SOURCE TEXT:
⟨
#WhyIScience Q&A: A computational biologist helps build datasets for genetic disease diagnosis

Katherine Chao talks about her work managing the Genome Aggregation Database (gnomAD) and the importance of diverse datasets in rare disease diagnosis.

Portrait of Katherine Chao
Credit: Allison Colorado, Broad Communications
Katherine Chao is the product manager for gnomAD.

It was a chance conversation with a friend that led Katherine Chao to a career in computational biology. After graduating with a bachelor’s degree in biological sciences and spending a year teaching English in South Korea, Chao wasn’t sure what her next step would be. Her friend mentioned that the National Institutes of Health (NIH) was looking for biologists who wanted to learn coding. Chao joined the NIH as a Post-Baccalaureate Intramural Research Training Award fellow, where she processed and analyzed genomic data in the context of rare disease.

After two years at the NIH, Chao landed at the Broad Institute of MIT and Harvard, where she first worked as a clinical genomic variant analyst in the Center for Mendelian Genomics. In that role, Chao continued to work in rare disease genomic analysis, identifying sections of duplicated or deleted genomic sequences called copy number variants. She is now the product manager for the Genome Aggregation Database (gnomAD), a public database of human genetic variation with over 200,000 genome and exome sequences that researchers use to study the genetic basis of human disease.

In this #WhyIScience Q&A, we spoke with Chao about her career path and what makes gnomAD unique.

What drew you to computational biology?
My introduction to computational biology was through the world of rare disease. I was intrigued by the unfamiliarity of everything I worked on. When I was at the NIH, it was always rewarding to find a diagnosis that would be taken back to patients. Helping someone reach their goal of getting a diagnosis was a way of making an impact. And I love the puzzle aspect of coding. When there’s a problem, it’s on you to figure out how to solve it. 

What do you do as product manager of gnomAD?

I’m responsible for maintaining the product vision, which is the goal behind building a product. Part of that is figuring out what value our product brings and deciding how to guide the product’s growth. 

I’m also on the steering committee for gnomAD. I ensure that everyone's opinions are heard and that we're balancing where we're heading with gnomAD as a whole. We cannot do too much of one thing and everyone has to be included. It requires effective communication to make sure the different teams working on the product are aligned.

What makes gnomAD unique?

Our team is all staff scientists. That's quite unique in our field. A lot of academic software is produced by trainees or graduate students during their training. So they develop something, it’s really impactful, and then it will never get supported again because they move on. But because we’re a team of staff scientists, gnomAD has continuity, and behind the scenes, my team members are doing immense amounts of quality control, which is an important but typically unrecognized part of the research process. 

My team in the Translational Genomics Group is really inspiring to work with. The science we do is awesome, but I really like working with such genuinely wonderful people. Everyone is kind, talented, and hardworking. Members of my team lead by example and I want to be more like that. I've learned a lot from working with them, and I feel really fortunate to have worked with other computational scientists like Julia Goodrich, Kristen Laricchia, and Mike Wilson for years.

What do you like about working with gnomAD?
⟩
WORK TO COMPLETE:
#1 In the interview, what was Chao's first job at the Broad Institute?
#2 Please list every person named in the interview other than Katherine Chao.
#3 Does the interview support each of these statements? (a) gnomAD holds over 200,000 genome and exome sequences. (b) Chao taught English in South Korea for two years. (c) The gnomAD team is made up mostly of graduate students.

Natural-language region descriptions
⟨
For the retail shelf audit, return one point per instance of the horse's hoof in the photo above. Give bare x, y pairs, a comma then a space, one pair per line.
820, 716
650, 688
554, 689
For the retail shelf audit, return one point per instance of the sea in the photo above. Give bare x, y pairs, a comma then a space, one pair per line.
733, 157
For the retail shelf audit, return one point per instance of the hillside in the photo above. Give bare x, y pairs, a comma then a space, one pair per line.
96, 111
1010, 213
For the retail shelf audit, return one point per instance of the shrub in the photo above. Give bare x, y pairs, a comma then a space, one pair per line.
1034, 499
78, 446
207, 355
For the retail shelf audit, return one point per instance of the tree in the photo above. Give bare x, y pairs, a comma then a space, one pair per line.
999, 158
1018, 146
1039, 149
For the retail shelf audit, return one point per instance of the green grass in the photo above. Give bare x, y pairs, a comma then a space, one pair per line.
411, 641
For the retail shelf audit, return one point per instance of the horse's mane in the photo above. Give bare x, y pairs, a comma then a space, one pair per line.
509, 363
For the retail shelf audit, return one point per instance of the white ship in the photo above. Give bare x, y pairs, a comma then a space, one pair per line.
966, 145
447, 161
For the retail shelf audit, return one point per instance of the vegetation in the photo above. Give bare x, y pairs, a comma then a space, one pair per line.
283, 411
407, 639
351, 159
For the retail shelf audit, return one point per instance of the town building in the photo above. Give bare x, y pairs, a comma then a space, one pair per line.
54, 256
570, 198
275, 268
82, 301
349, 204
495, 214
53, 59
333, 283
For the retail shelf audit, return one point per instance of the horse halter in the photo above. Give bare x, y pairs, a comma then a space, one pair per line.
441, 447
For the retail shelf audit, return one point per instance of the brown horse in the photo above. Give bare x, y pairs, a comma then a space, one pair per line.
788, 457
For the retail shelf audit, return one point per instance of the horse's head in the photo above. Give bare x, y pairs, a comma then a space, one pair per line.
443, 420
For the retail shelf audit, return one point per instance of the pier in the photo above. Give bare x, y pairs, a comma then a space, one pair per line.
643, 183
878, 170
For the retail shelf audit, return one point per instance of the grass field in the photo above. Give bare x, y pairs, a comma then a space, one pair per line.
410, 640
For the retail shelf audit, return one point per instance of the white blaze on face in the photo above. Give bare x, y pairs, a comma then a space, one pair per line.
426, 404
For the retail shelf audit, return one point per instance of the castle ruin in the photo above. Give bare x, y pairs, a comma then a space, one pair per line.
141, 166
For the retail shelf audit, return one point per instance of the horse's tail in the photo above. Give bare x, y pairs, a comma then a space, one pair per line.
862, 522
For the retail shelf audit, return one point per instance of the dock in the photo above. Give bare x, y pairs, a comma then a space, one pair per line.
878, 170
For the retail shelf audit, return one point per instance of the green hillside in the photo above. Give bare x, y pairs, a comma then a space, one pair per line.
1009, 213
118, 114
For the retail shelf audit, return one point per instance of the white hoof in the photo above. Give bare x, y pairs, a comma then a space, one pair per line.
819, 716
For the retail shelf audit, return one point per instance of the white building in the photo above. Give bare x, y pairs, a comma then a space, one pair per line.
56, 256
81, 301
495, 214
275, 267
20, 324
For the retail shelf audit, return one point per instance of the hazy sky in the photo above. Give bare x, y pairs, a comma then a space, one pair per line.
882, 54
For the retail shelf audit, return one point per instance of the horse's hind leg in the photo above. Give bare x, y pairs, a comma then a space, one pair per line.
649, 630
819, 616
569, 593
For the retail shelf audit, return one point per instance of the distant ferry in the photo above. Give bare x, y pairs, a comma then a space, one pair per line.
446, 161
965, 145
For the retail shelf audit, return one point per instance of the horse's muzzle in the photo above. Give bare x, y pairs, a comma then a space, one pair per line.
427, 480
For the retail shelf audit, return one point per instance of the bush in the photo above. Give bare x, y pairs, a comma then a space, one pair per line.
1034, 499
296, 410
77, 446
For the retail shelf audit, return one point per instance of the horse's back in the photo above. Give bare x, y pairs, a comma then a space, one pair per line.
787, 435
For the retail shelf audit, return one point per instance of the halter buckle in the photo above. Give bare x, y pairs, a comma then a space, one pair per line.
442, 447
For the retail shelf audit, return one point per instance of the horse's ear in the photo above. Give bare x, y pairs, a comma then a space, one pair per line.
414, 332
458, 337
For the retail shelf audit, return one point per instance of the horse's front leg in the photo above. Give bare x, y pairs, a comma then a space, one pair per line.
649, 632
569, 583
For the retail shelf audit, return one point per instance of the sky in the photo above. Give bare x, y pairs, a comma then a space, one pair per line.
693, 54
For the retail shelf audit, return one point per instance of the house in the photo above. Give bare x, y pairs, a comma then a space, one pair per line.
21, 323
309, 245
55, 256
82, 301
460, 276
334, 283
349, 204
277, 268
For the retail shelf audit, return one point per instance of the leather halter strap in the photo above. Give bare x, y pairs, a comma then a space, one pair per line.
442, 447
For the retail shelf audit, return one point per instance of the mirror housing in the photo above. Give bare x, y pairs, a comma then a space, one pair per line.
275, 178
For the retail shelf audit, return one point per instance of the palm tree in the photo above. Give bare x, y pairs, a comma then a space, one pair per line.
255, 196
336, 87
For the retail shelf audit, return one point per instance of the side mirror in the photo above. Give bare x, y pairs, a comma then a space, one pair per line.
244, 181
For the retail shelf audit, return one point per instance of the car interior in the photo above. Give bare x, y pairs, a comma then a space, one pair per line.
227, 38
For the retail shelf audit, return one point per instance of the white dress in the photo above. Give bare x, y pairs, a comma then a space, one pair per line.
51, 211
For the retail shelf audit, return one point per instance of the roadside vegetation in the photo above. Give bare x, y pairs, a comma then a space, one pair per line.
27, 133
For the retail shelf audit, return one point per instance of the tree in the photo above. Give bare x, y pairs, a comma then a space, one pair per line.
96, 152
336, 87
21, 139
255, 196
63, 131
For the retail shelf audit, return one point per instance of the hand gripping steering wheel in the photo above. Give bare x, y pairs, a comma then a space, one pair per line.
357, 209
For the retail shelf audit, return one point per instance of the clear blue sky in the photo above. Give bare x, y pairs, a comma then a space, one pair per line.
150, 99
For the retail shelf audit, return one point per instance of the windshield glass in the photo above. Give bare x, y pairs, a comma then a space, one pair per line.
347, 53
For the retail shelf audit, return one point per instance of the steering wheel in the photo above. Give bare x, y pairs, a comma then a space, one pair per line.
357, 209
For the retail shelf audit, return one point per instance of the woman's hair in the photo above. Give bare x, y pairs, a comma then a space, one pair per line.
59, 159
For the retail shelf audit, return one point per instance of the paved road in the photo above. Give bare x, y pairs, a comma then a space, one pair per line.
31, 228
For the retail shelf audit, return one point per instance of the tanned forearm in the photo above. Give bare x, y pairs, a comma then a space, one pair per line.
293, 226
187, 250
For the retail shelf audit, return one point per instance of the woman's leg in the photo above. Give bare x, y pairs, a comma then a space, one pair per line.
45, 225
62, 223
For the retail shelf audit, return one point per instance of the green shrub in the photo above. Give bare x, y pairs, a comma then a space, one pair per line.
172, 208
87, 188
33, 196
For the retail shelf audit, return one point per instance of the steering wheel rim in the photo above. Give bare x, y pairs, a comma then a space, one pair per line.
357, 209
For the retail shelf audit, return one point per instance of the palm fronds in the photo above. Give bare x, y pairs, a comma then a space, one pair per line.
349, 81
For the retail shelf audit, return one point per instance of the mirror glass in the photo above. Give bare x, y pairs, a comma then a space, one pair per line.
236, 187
⟩
ACTIVITY ANSWERS:
#1 She worked as a clinical genomic variant analyst in the Center for Mendelian Genomics.

#2 Allison Colorado, Julia Goodrich, Kristen Laricchia, Mike Wilson

#3
(a) Yes: "with over 200,000 genome and exome sequences"
(b) No: "spending a year teaching English in South Korea"
(c) No: "Our team is all staff scientists."